— begin Page extract —

Men's Needs, Women's Needs, Whatever is the third studio album by English indie rock band The Cribs. It was released on 21 May 2007 through Wichita Recordings in the UK and Warner Bros. Records in the U.S. Critically acclaimed, the album propelled the band into a greater audience, reaching number thirteen on the UK Album Charts, number nine on the annual 'Albums of the Year' by influential UK music magazine NME and various other end-of-year lists. The album's lead single, "Men's Needs", also reached number three in the same NME chart.

Background and recording
At the conclusion of The New Fellas campaign, the Cribs signed a major label deal with Warner Bros. Records in North America, retaining Wichita Recordings in the UK and Ireland. Recording for the album began in autumn 2006 with Franz Ferdinand lead vocalist Alex Kapranos as producer at the Warehouse Studio, Vancouver, British Columbia. With the majority of the album recorded, the band undertook a run of small club dates to preview the new songs, captured on the accompanying Leave too Neat documentary. Further sessions took place at Avatar, New York City in spring 2007, producing "Be Safe", a collaboration with Lee Ranaldo of Sonic Youth, and "Shoot the Poets", which closes the record. David Corcos engineered the sessions, whereas Andy Wallace mixed the record, with all the songs receiving mastering treatment at Alchemy, London, from John Davis.

— end Page extract —
— begin Dataset —

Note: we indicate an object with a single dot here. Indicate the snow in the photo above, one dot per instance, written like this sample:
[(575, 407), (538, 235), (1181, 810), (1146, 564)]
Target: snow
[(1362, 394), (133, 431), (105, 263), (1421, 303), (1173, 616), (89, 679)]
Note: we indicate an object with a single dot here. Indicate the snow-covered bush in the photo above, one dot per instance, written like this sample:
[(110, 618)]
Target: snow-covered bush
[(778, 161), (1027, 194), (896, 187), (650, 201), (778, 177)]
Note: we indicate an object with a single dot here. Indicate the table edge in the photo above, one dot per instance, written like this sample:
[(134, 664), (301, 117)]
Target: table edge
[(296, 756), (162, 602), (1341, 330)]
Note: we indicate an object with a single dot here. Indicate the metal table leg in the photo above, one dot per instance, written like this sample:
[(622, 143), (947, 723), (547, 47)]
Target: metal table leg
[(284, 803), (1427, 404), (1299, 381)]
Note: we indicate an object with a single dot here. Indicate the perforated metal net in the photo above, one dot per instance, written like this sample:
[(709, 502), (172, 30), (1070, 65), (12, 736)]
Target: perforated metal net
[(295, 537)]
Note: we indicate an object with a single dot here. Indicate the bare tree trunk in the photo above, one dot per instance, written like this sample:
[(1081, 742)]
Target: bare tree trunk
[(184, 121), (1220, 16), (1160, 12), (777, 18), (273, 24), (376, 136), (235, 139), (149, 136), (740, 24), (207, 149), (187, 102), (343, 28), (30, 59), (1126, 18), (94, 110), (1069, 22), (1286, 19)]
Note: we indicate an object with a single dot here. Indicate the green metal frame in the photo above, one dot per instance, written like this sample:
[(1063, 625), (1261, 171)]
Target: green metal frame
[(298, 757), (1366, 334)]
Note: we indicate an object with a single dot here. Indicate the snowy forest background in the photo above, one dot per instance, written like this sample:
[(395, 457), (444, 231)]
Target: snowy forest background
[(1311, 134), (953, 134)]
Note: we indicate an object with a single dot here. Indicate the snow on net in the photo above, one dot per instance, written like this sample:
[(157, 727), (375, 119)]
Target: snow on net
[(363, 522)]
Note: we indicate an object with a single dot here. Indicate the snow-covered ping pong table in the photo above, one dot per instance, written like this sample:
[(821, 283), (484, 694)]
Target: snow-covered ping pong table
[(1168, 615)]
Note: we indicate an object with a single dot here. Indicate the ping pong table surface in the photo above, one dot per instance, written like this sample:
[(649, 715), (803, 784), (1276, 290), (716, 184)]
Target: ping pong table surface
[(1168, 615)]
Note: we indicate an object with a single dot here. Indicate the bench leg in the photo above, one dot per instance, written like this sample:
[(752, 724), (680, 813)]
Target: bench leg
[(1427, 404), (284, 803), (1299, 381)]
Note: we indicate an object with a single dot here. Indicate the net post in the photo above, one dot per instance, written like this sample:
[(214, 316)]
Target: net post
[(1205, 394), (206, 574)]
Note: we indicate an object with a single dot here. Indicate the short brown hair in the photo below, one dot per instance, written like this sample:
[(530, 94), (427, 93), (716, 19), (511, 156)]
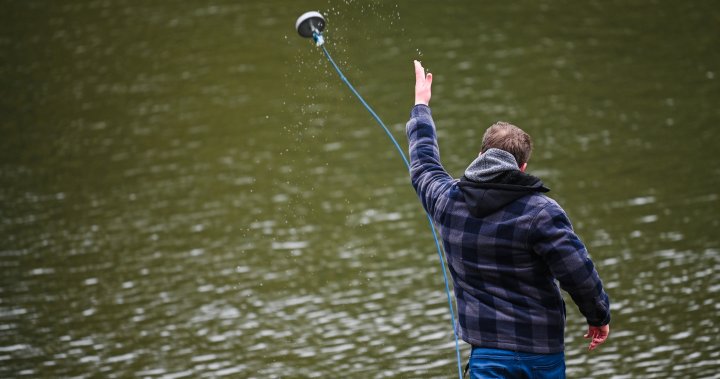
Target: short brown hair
[(505, 136)]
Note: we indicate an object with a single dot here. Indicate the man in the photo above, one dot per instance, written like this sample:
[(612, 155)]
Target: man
[(506, 245)]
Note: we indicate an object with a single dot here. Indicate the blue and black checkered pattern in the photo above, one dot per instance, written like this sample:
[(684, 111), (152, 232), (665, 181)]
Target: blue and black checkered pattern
[(505, 265)]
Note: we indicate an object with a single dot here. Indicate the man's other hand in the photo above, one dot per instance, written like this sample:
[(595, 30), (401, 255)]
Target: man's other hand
[(422, 85), (597, 335)]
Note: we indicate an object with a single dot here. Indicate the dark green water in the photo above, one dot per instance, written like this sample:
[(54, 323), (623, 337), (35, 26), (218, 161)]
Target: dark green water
[(188, 190)]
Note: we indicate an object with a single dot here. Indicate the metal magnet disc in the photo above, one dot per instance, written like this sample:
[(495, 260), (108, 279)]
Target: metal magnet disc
[(308, 21)]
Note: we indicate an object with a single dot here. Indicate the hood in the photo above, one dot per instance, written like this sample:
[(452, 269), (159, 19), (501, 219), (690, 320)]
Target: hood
[(492, 183)]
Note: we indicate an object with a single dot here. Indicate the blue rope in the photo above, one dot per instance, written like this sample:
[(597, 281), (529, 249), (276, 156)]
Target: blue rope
[(432, 226)]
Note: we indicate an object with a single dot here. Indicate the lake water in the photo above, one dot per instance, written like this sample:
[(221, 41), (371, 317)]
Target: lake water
[(188, 190)]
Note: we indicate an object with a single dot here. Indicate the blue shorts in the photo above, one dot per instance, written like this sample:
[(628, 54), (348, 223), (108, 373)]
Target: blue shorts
[(496, 363)]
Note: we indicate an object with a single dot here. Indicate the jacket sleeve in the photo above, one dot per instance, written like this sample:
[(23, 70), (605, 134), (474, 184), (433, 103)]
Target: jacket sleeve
[(427, 174), (553, 238)]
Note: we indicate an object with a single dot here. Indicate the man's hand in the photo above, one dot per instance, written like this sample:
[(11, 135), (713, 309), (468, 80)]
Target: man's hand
[(597, 335), (422, 85)]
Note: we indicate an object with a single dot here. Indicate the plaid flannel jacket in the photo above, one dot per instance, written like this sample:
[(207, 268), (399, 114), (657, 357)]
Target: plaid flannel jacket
[(505, 265)]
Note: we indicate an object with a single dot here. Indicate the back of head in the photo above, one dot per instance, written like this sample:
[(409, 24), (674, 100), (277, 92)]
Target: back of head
[(508, 137)]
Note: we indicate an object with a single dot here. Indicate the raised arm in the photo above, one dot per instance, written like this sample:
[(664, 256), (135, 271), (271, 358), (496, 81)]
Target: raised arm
[(429, 178)]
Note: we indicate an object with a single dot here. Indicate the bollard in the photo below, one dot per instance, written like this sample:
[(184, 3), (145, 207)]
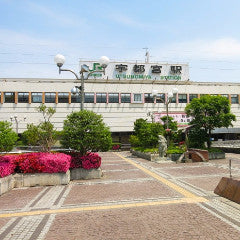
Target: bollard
[(230, 167)]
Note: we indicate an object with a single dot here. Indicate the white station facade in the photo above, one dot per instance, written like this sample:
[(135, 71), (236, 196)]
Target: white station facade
[(121, 96)]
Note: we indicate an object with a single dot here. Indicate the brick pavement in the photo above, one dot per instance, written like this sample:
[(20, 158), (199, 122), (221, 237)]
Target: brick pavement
[(136, 199)]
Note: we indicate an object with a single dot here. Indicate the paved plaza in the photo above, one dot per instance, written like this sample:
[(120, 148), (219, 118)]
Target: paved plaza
[(135, 199)]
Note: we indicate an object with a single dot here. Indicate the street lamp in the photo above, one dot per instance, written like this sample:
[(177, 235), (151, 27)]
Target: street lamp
[(166, 102), (150, 113), (60, 60)]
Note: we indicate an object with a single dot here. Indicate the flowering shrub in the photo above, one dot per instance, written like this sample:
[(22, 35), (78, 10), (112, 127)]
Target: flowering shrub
[(6, 168), (91, 160), (115, 147), (88, 161), (43, 162), (39, 162)]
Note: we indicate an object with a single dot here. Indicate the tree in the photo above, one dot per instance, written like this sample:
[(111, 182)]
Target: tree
[(210, 112), (146, 134), (44, 134), (85, 131), (171, 124), (8, 137)]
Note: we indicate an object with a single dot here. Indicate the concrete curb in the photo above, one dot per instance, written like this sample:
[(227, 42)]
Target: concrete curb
[(19, 180)]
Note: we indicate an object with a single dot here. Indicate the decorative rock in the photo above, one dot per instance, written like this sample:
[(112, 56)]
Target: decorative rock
[(229, 188)]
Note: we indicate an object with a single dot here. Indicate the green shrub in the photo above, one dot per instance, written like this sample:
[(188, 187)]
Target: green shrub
[(146, 150), (8, 137), (85, 131), (134, 141)]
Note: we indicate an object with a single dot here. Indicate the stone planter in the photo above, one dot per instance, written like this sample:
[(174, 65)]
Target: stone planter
[(153, 157), (174, 156), (216, 155), (41, 179), (6, 184), (81, 173)]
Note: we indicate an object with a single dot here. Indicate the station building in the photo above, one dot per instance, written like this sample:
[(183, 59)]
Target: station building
[(121, 96)]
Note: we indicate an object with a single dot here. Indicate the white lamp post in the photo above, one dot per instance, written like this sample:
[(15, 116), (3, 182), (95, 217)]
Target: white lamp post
[(60, 60), (169, 99)]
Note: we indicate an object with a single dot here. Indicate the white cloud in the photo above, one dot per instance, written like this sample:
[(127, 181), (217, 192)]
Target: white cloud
[(60, 18), (223, 48)]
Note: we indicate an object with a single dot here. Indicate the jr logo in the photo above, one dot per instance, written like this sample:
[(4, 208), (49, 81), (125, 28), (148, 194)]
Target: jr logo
[(96, 67)]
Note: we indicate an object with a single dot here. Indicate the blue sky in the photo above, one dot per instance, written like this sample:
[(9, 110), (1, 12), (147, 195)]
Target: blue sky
[(204, 34)]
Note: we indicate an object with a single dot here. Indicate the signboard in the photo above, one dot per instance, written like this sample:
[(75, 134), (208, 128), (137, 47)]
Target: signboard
[(140, 71), (180, 117)]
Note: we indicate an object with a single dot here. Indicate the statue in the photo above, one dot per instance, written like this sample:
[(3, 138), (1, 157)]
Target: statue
[(162, 146)]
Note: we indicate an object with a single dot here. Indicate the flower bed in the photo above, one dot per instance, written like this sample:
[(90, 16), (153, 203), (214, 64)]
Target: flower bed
[(34, 169), (89, 161), (6, 168), (38, 162)]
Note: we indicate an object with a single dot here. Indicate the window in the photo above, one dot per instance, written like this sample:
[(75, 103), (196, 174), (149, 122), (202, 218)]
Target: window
[(9, 97), (192, 96), (23, 97), (101, 97), (113, 98), (148, 97), (50, 97), (137, 98), (160, 98), (75, 98), (234, 98), (182, 98), (224, 95), (36, 97), (125, 97), (89, 97), (63, 97)]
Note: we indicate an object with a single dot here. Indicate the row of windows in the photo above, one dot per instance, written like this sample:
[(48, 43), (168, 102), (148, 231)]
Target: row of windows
[(64, 97)]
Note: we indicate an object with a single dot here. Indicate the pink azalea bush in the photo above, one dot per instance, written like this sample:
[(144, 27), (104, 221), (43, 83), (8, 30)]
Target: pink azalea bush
[(90, 160), (38, 162), (6, 168), (43, 162)]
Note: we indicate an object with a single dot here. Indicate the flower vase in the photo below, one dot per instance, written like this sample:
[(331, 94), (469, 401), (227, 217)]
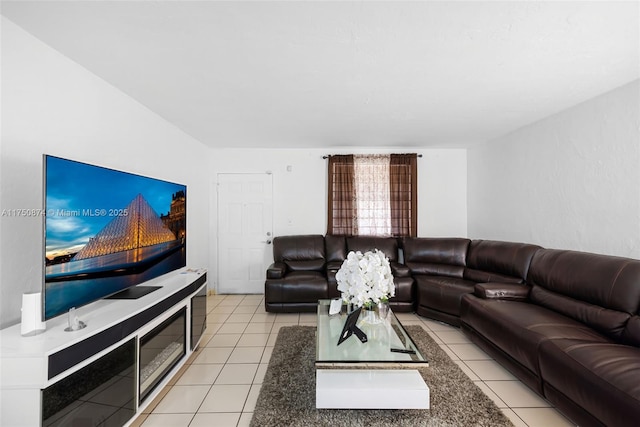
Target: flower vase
[(370, 315)]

— end Dataset —

Please give again, word for word, the part of the album article starting with "Background and recording" and going on through "from John Davis.".

> Solution for this exercise:
Background and recording
At the conclusion of The New Fellas campaign, the Cribs signed a major label deal with Warner Bros. Records in North America, retaining Wichita Recordings in the UK and Ireland. Recording for the album began in autumn 2006 with Franz Ferdinand lead vocalist Alex Kapranos as producer at the Warehouse Studio, Vancouver, British Columbia. With the majority of the album recorded, the band undertook a run of small club dates to preview the new songs, captured on the accompanying Leave too Neat documentary. Further sessions took place at Avatar, New York City in spring 2007, producing "Be Safe", a collaboration with Lee Ranaldo of Sonic Youth, and "Shoot the Poets", which closes the record. David Corcos engineered the sessions, whereas Andy Wallace mixed the record, with all the songs receiving mastering treatment at Alchemy, London, from John Davis.